#### [WRITTEN REQUEST A]
From the records below, quote the lines from the one containing "Front: indicate one pin on every instance of the rocky" through the end of the records, inclusive, reproducing them verbatim. Omit the pictures from your answer.

Friday, July 24, 2015

At the End of July

I still fight against it.

I have ever since I moved to the South. I don't like that summer is "over" by the third week in July, and that back-to-school means August 1.

Nonetheless, there are some things I have to come to terms with.

Like that I got a speeding ticket on the way home from an educational workshop yesterday. I really felt like I should be rewarded for spending the entire day sitting in a frigid room, honing my skills as a teacher; however, I was punished with a silly ticket.

That's my friend and history class co-teacher, Diane. She was way too gleeful. By the way, I'm a granny driver, so a speeding ticket is extra ridiculous for me. But I did learn some really great stuff. We are super excited about National History Day and are going to figure out how to get our students to enter projects this year.

And I have to come to terms with the fact that my little boy is a thousand miles away in New Mexico and that I won't hear from him for 10 more days. He's at Philmont High Adventure Ranch with his Boy Scout Troop. I'm so happy for him.

#### [WRITTEN REQUEST B]
Continue the post above about the end of July, beginning after its final sentence.

#### [ENTRIES PROVIDED]
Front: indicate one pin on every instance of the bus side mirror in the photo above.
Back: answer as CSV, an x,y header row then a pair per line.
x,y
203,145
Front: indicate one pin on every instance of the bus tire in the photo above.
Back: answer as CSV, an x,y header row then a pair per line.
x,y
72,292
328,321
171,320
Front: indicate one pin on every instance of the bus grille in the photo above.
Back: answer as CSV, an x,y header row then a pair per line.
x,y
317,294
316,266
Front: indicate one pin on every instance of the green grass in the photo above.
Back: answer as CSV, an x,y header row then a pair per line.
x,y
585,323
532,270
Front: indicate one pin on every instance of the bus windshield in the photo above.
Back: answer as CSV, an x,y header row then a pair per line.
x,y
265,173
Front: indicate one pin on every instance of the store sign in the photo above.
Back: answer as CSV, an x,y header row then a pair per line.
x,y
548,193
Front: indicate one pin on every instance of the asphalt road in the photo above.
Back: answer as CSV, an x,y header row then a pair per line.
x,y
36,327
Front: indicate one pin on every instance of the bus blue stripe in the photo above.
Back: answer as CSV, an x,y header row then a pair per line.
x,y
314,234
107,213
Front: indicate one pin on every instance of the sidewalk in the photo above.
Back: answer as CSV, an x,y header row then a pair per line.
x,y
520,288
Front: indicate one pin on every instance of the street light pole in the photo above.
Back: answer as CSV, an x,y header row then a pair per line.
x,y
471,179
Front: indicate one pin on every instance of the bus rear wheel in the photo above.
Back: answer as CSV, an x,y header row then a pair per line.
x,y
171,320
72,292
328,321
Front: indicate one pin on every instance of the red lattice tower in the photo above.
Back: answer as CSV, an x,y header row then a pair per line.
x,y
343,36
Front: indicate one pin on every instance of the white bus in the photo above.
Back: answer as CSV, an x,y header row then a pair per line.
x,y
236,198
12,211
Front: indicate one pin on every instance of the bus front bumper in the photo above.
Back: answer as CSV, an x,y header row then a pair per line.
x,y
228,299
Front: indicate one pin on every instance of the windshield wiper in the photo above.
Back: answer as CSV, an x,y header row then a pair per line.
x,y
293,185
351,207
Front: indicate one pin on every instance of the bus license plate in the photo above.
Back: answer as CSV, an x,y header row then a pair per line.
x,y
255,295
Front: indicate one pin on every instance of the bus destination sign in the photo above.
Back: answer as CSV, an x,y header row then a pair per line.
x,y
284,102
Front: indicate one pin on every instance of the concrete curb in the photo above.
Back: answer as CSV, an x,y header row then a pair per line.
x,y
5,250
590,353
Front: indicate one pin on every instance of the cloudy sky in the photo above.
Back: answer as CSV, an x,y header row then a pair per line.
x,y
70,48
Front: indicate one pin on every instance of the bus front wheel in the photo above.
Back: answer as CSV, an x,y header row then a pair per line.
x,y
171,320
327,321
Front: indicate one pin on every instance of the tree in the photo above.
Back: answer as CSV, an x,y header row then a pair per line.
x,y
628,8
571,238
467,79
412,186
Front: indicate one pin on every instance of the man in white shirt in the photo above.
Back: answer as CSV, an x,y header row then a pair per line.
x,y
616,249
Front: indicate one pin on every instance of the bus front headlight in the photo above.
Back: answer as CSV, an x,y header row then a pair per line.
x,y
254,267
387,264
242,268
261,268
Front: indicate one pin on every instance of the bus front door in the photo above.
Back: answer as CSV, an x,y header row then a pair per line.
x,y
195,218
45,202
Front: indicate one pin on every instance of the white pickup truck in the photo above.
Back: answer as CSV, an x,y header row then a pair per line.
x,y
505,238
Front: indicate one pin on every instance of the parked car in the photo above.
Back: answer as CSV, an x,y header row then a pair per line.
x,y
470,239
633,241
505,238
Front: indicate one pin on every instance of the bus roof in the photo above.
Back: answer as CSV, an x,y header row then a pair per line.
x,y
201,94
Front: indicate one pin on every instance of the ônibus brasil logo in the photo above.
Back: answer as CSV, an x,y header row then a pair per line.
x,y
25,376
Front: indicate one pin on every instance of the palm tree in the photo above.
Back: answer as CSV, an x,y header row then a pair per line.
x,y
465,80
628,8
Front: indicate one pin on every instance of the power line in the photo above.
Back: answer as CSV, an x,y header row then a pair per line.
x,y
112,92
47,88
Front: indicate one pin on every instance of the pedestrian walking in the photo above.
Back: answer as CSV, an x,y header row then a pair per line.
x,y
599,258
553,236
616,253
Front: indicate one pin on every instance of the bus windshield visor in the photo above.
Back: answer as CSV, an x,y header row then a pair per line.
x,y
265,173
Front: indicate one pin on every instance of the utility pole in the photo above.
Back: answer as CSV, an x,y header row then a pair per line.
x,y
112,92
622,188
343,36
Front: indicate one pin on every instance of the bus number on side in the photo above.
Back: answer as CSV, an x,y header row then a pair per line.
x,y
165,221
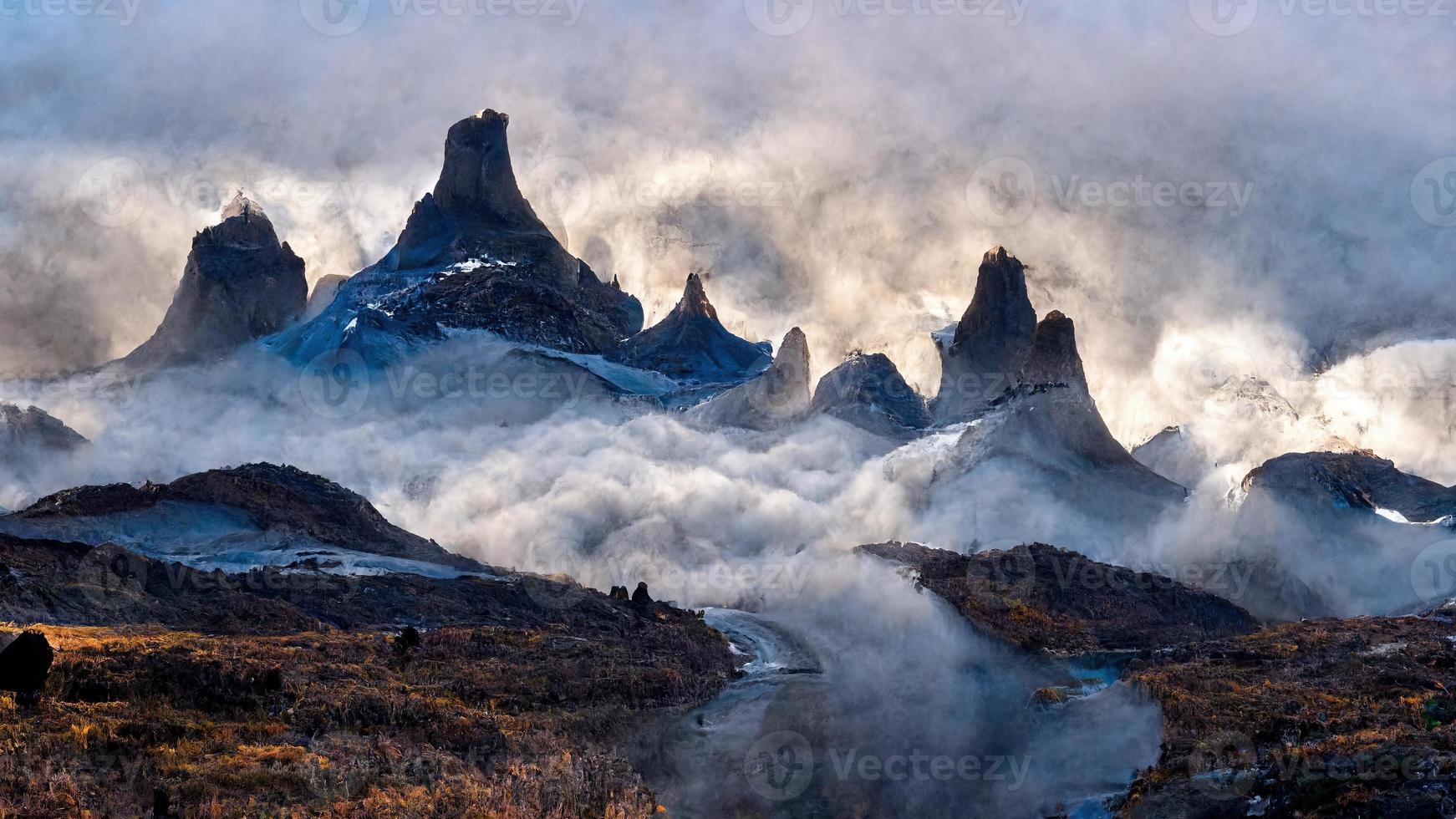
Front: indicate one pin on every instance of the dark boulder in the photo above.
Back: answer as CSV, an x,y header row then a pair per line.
x,y
639,597
23,667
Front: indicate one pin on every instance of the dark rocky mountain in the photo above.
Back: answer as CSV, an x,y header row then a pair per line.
x,y
237,518
59,582
1050,424
1040,597
775,398
868,392
33,431
692,347
472,257
1357,482
239,284
985,354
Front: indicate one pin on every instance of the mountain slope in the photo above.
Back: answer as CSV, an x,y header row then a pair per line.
x,y
239,284
237,518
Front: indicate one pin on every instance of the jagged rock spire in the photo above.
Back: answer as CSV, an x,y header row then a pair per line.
x,y
986,353
694,347
239,284
1053,357
868,392
478,181
695,300
781,394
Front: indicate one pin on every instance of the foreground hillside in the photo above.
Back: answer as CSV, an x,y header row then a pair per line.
x,y
1326,718
474,722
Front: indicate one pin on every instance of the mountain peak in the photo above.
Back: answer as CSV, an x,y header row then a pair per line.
x,y
476,181
990,341
241,224
239,284
1053,359
695,298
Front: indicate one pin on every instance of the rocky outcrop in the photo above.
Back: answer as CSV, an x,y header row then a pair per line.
x,y
1040,597
1354,482
252,511
1050,424
239,284
472,257
989,343
868,392
33,431
775,398
692,347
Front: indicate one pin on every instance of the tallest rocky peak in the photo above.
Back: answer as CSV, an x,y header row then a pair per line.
x,y
990,341
695,298
476,181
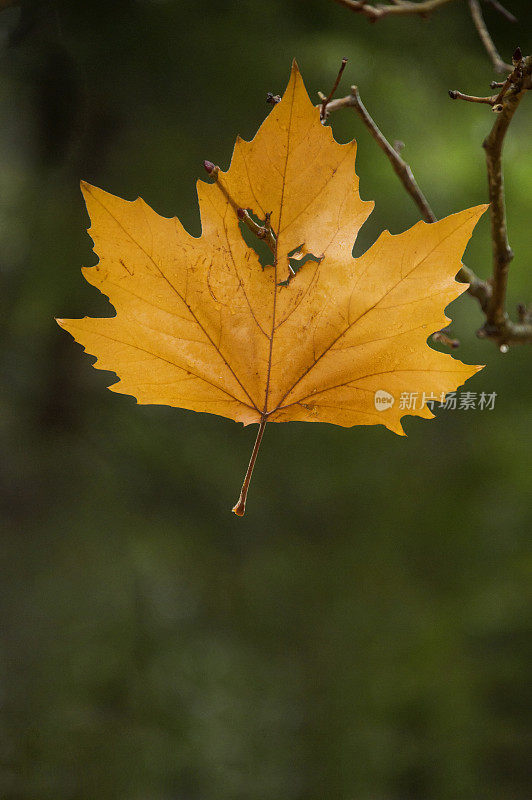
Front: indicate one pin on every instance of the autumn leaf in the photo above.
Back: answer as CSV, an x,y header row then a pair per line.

#### [OUTPUT A]
Front: indicate one pin on every instance of the rocky outcrop in the photo above.
Back: answer as CSV, an x,y header row then a pair per line.
x,y
1040,597
1354,482
252,511
1050,424
239,284
472,257
989,343
868,392
33,431
775,398
692,347
Front: indicate one pin on every instance of the tallest rocky peak in the photo above.
Back: answer as CSV, an x,y header row then a pair per line.
x,y
990,341
695,298
476,181
Front: indicate one pin on every instance of the autumn leaf in the photo above.
Back: answer as CSV, an x,y header row then a pair per line.

#### [OUTPUT B]
But the puppy and I miss him.

So today I started cleaning out our sunporch, which is an adorable room that is used to store junk. It's also where the litter box resides. While I was cleaning, I uncovered things that made me cry.

Like our very first display board from when we began our American Heritage Girls troop here 13 years ago.

And like Duncan's kindergarten graduation display board.

It was full of pictures like this.

I sent some pictures to my friends to make them cry, too. I'm a pretty good friend like that.

And what I really have to come to terms with is this: See all those graduation announcements below? Well, those kids are all going to college really soon: my students, my friends' children, my own little girl.

That's Laurel's growing stack of college supplies. Because, you know, she's leaving in just 3 weeks.

And that's all I have to say. Because it's nearly the end of July, and fighting back-to-school has never worked.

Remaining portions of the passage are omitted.